* [Work to be completed]
All of the data that follows should be output again without any alteration.

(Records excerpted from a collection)
···

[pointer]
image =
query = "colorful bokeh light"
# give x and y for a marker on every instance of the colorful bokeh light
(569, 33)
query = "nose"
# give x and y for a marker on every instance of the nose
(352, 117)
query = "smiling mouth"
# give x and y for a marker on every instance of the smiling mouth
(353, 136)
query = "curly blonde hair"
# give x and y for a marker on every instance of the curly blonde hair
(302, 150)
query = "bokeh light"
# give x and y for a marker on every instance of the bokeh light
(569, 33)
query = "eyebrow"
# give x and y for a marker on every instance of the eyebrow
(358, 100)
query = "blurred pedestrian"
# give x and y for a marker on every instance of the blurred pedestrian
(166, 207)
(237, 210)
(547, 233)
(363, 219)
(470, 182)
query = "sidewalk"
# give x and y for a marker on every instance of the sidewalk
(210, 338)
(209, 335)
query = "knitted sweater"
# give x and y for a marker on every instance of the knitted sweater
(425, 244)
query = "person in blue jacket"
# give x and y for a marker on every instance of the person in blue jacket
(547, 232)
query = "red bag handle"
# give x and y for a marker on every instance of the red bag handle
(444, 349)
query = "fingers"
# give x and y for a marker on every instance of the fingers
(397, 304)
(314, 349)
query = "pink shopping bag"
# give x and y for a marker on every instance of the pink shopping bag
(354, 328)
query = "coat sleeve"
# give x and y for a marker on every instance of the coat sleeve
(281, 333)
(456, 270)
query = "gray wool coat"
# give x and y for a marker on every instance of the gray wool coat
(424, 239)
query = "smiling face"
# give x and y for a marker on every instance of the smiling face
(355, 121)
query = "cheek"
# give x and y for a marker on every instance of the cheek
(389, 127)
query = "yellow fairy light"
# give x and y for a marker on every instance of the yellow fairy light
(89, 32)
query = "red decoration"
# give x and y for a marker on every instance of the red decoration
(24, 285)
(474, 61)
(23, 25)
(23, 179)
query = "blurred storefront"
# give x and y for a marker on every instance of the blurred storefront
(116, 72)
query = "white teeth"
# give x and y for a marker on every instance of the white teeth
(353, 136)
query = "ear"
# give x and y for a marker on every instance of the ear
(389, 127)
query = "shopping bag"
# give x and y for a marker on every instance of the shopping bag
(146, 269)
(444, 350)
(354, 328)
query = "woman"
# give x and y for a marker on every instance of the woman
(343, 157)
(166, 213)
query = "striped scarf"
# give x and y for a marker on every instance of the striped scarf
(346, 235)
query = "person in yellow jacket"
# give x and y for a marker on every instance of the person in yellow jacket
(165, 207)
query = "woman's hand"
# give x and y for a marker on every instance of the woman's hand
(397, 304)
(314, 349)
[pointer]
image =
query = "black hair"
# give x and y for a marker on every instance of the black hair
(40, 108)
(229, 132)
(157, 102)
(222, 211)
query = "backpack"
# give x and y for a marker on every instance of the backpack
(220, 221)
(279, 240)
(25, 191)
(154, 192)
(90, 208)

···

* [Output of the task]
[pointer]
image =
query = "colorful bokeh light"
# give x and y for a marker on every instance of the colorful bokeh light
(569, 33)
query = "nose"
# give x and y for a marker on every instance of the nose
(352, 117)
query = "smiling mouth"
# give x and y for a marker on every instance of the smiling mouth
(353, 136)
query = "curly blonde hair"
# give x and y for a marker on every instance of the curly blonde hair
(302, 150)
query = "bokeh light"
# give x and y for a marker on every instance of the bokeh light
(569, 33)
query = "eyebrow"
# give x and y for a marker on every instance of the eyebrow
(358, 100)
query = "blurred pedestrian"
# give x and y for a marker on every instance of the blurred pedestrian
(166, 207)
(237, 210)
(547, 233)
(363, 219)
(470, 182)
query = "sidewalk"
# give x and y for a marker on every instance of the sidewalk
(210, 338)
(209, 335)
query = "knitted sweater"
# give x and y for a marker on every instance of the knitted sweater
(425, 244)
query = "person in blue jacket"
# give x and y for a marker on every instance of the person in blue jacket
(547, 232)
query = "red bag handle"
# give x and y for a marker on every instance of the red bag handle
(444, 349)
query = "fingers"
# give x and y for a marker on every instance of the fingers
(397, 304)
(314, 349)
query = "pink shopping bag"
# give x and y for a marker on every instance of the pink shopping bag
(354, 328)
query = "coat sleeve"
# give x and y for a marker on every instance of the coat sleeve
(281, 333)
(456, 270)
query = "gray wool coat"
# give x and y for a marker on every instance of the gray wool coat
(424, 239)
query = "smiling face"
# give x and y for a marker on every instance of the smiling face
(355, 121)
query = "cheek"
# give x and y for a marker on every instance of the cheek
(389, 127)
query = "yellow fairy light"
# give x and y for a marker on every instance of the yellow fairy light
(89, 32)
query = "red decoration"
# give x and y for a marker on every instance of the red decoration
(24, 285)
(474, 61)
(23, 25)
(23, 179)
query = "blurred storefront"
# give x and y for a marker on every instance of the blurred storefront
(116, 72)
query = "white teeth"
# give x and y for a marker on every instance of the white teeth
(353, 136)
query = "ear"
# give x and y for a marker on every instance of the ear
(389, 127)
query = "shopping bag"
# give x and y for a marker on every instance of the shopping bag
(146, 269)
(444, 350)
(354, 328)
query = "woman"
# give x and y for a marker on every instance of the woman
(343, 157)
(166, 213)
query = "striped scarf"
# give x and y for a marker on every instance of the striped scarf
(346, 235)
query = "person in yellow jacket"
# give x and y for a marker on every instance of the person in yellow jacket
(165, 207)
query = "woman's hand"
# give x and y for a marker on every instance of the woman's hand
(397, 304)
(314, 349)
[pointer]
image =
query = "black hair"
# give x and y for a marker on every instance of the black hair
(40, 108)
(229, 132)
(157, 102)
(222, 211)
query = "backpack"
# give x and y for a marker on every instance of the backpack
(220, 221)
(279, 240)
(25, 191)
(154, 192)
(90, 208)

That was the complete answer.